◆ DIRECTIONS
Pull out each line below that contains the word "positive" and copy it in full.

Stored records
::::
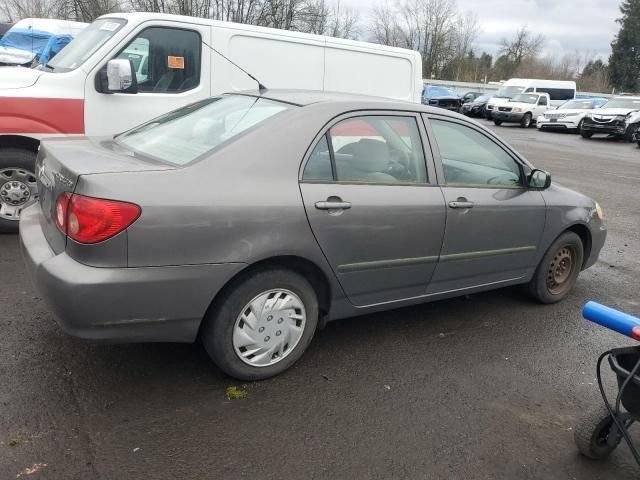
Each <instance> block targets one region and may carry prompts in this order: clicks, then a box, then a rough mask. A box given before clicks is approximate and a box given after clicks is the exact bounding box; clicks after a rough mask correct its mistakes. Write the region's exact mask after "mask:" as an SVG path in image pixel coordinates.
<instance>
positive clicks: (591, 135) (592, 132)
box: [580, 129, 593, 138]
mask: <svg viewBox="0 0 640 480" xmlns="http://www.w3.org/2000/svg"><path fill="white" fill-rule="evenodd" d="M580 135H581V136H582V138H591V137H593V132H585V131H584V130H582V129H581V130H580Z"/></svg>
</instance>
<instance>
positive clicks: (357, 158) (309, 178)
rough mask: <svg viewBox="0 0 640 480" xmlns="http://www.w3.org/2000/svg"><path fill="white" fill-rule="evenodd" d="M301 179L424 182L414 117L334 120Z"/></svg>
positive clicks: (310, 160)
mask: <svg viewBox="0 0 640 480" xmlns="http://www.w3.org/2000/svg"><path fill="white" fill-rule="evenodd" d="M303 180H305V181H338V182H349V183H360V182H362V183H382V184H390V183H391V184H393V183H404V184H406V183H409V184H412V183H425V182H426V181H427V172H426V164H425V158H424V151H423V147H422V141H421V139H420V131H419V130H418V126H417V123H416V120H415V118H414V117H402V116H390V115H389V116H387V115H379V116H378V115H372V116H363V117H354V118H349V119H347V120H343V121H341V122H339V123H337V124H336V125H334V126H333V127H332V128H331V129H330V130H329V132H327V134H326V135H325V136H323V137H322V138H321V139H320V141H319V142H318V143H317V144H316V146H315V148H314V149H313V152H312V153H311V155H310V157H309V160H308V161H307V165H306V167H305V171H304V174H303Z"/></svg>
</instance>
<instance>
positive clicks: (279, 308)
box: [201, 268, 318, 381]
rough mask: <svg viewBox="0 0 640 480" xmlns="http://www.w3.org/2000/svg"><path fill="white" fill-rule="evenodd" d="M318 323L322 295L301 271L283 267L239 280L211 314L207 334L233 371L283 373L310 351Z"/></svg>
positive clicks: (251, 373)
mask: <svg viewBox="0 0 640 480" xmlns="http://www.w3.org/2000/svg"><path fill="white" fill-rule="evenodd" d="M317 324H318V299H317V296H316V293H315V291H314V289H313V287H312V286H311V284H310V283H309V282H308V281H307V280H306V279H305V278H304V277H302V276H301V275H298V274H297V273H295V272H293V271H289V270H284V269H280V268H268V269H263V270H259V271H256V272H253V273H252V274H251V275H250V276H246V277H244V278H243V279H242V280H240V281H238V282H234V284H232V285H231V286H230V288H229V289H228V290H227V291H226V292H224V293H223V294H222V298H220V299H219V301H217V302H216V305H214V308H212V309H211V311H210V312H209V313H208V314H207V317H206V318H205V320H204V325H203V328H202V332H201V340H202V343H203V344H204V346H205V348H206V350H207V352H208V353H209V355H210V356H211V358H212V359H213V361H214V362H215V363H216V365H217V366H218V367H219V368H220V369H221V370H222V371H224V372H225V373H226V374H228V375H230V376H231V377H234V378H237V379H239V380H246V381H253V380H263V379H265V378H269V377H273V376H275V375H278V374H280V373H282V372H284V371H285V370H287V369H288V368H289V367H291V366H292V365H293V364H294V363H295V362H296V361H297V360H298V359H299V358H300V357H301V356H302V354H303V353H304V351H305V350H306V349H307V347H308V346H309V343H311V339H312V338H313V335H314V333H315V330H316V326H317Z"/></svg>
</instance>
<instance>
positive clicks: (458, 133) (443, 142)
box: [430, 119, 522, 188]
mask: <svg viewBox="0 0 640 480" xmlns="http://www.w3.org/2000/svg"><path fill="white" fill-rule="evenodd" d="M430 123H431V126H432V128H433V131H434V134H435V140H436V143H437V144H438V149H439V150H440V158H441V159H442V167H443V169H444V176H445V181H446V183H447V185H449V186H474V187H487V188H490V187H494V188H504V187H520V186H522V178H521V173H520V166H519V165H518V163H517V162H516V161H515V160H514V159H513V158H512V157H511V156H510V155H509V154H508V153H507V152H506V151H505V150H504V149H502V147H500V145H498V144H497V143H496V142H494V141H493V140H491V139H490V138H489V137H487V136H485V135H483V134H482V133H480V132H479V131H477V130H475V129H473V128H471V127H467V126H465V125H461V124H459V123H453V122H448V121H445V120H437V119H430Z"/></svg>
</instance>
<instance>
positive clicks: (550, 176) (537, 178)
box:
::::
◆ ANSWER SECTION
positive clicks: (591, 135) (592, 132)
positive clicks: (357, 158) (309, 178)
positive clicks: (310, 160)
positive clicks: (279, 308)
positive clicks: (251, 373)
positive clicks: (458, 133) (443, 142)
positive clicks: (550, 176) (537, 178)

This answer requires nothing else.